Free-text object descriptions:
=== Section Start ===

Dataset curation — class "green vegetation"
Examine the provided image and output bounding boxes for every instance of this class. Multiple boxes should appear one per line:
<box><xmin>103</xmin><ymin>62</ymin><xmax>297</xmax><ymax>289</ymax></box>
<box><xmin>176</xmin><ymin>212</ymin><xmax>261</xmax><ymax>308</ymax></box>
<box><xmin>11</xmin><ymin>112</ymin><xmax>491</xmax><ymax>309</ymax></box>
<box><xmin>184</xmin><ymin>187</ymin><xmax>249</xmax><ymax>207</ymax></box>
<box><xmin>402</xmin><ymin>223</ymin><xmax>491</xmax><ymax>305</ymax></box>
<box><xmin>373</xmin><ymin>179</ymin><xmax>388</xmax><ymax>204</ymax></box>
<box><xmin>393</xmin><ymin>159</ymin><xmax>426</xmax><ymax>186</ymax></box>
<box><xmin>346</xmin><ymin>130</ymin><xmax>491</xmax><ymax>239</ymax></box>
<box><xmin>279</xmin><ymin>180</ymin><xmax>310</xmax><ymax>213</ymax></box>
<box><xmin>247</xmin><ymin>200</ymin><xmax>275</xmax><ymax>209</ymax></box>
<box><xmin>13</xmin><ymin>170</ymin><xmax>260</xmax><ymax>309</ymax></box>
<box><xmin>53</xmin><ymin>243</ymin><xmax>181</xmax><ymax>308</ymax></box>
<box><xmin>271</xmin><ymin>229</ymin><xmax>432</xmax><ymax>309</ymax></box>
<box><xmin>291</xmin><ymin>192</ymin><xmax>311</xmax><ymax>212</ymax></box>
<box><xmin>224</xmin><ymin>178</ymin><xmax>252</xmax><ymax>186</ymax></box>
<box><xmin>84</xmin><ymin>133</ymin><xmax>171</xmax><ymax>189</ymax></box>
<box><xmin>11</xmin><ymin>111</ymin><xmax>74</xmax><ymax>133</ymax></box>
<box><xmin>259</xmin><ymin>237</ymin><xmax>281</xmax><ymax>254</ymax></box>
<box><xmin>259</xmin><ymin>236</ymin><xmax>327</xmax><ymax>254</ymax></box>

=== Section End ===

Your assignment - Take each line above that holds the string "class" and copy it.

Completed task -
Dataset curation — class "green vegetation"
Examine the provided image and output bounding boxes for every instance of this class. Multiple boxes should appear one per line:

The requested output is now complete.